Segment Start: Source records

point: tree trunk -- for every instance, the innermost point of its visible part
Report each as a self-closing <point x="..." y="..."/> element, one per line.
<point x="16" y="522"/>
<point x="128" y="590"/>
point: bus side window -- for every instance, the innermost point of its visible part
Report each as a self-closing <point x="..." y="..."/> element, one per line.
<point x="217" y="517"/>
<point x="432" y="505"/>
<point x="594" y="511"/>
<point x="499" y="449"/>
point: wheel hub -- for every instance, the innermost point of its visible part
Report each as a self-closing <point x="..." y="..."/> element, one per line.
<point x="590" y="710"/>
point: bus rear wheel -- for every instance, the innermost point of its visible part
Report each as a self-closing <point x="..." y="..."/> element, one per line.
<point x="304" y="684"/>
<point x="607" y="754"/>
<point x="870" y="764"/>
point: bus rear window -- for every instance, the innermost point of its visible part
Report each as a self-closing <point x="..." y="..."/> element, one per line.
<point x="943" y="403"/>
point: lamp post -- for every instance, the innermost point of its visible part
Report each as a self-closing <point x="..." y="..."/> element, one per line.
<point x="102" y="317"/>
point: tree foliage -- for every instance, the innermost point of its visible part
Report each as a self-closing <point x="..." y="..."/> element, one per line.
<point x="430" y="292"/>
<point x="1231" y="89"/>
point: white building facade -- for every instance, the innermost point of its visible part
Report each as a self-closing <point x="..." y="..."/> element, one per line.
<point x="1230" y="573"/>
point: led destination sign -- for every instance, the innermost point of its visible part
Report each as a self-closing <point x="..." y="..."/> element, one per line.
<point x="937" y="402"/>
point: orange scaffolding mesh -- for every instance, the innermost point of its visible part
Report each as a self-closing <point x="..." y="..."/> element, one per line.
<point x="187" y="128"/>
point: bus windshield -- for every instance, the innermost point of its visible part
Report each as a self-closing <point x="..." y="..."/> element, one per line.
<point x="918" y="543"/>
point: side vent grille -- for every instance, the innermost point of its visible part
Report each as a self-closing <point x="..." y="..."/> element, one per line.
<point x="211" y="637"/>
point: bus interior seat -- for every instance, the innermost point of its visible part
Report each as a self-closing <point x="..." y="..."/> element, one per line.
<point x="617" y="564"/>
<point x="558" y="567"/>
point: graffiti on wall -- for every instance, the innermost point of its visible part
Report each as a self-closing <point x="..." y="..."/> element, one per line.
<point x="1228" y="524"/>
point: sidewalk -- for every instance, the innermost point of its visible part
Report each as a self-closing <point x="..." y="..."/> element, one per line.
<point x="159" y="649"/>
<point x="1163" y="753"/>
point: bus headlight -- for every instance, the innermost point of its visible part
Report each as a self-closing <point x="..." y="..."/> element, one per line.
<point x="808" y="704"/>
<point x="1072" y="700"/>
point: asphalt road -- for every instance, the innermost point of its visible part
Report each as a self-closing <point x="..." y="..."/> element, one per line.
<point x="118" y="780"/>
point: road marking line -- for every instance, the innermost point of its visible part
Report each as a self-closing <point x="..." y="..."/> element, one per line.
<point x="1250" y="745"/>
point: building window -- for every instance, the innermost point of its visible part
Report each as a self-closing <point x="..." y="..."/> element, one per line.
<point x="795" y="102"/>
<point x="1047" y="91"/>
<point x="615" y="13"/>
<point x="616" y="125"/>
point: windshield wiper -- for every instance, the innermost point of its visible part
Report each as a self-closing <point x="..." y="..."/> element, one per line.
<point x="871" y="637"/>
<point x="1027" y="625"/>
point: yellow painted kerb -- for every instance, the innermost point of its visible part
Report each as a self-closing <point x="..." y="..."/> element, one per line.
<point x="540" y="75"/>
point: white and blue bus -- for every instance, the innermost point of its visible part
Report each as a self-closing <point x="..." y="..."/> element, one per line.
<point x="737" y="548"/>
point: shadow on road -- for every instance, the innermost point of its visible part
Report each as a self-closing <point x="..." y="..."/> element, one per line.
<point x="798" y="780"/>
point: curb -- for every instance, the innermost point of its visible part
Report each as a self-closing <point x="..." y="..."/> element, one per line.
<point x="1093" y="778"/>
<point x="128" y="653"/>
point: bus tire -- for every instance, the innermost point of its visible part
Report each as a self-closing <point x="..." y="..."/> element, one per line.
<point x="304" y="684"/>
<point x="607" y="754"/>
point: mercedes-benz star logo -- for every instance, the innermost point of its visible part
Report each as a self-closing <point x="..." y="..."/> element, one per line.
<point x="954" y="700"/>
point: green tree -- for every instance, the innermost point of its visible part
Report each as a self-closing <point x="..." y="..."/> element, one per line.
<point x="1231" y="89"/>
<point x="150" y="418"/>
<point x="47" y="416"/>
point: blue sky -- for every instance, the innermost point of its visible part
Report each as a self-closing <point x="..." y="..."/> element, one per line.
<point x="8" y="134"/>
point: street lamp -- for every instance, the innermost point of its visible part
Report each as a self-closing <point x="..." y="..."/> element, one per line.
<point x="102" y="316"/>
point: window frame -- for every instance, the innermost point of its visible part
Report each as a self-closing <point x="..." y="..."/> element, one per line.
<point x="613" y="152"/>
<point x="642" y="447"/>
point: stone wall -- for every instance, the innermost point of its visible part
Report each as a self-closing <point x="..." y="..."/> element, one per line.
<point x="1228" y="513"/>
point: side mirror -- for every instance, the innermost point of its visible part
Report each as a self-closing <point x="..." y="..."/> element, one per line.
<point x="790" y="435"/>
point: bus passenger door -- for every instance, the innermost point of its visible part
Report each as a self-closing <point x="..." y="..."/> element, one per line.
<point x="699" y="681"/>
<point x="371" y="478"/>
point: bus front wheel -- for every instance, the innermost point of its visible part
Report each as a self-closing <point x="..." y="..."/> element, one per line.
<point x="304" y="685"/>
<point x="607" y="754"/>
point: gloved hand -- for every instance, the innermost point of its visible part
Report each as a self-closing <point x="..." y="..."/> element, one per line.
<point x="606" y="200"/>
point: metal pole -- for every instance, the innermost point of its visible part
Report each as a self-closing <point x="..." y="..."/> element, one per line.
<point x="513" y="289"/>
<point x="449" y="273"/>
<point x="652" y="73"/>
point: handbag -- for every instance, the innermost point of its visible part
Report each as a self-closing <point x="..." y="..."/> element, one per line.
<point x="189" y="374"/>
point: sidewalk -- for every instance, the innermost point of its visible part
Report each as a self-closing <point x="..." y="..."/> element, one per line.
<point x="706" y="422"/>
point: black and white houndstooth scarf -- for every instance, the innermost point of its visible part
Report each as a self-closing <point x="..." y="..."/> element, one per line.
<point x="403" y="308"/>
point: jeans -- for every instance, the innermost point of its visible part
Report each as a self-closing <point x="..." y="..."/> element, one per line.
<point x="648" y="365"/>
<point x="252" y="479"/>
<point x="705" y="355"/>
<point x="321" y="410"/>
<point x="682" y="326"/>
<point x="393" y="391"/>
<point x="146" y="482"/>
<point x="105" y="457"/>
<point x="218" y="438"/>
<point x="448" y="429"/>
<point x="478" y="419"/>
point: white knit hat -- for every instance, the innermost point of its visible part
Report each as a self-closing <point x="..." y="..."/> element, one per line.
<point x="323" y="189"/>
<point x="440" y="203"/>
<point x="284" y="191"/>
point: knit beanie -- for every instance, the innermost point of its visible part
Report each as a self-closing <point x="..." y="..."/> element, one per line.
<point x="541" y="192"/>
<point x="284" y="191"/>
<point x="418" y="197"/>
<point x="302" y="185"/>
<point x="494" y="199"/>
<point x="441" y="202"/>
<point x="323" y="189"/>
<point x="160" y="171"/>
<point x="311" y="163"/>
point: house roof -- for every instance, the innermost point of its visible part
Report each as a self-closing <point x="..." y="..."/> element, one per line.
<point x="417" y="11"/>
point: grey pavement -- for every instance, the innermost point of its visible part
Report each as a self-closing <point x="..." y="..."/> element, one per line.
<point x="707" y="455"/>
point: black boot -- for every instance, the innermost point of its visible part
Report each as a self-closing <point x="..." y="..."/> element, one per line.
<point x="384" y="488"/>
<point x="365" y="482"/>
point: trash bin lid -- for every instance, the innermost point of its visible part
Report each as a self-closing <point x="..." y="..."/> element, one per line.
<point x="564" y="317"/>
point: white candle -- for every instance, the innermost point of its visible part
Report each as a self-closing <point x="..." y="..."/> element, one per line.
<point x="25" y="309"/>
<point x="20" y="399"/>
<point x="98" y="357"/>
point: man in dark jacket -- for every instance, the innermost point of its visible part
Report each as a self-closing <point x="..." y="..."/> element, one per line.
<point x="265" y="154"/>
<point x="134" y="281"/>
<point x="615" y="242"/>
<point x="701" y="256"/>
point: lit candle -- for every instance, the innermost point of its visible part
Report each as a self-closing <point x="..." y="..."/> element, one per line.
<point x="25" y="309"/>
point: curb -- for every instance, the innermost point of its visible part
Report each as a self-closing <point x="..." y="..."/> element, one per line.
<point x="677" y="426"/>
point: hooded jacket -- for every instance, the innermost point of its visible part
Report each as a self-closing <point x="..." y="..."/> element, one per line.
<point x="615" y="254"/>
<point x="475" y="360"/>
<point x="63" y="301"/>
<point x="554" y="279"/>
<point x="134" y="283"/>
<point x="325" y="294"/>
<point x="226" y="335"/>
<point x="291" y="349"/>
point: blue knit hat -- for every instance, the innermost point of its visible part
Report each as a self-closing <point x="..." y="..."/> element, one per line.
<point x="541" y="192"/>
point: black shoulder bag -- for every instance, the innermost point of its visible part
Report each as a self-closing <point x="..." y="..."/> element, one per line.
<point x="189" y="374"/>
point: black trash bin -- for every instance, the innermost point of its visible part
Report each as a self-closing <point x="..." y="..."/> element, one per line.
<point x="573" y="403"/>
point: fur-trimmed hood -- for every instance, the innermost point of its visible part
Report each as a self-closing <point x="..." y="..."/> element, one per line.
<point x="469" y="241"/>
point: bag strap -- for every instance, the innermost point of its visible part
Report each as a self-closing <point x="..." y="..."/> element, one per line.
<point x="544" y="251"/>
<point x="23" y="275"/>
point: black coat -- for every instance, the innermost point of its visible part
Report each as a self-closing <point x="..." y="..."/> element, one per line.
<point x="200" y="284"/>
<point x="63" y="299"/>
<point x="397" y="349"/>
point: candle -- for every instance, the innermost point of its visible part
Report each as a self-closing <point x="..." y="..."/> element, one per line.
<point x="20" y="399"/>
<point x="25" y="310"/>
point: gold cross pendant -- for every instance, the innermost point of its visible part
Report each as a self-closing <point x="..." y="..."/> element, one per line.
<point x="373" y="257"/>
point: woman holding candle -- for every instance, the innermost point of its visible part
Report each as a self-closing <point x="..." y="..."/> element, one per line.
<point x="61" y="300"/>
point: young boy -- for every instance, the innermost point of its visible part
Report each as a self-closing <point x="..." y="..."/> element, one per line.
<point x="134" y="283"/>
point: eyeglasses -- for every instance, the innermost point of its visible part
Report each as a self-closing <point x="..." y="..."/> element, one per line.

Segment End: Source records

Exercise aim
The lines needed are those in the data above that hold the string "black"; copy each of them.

Answer to this task
point: black and white houndstooth scarf -- for every instance, the innermost point of its visible part
point: black boot -- for every instance, the innermost point of its visible part
point: black shoulder bag -- for every instance, the innermost point of its visible part
point: black trash bin -- for every instance, the innermost point of its visible part
point: black coat -- for every instance, the innermost point of its visible part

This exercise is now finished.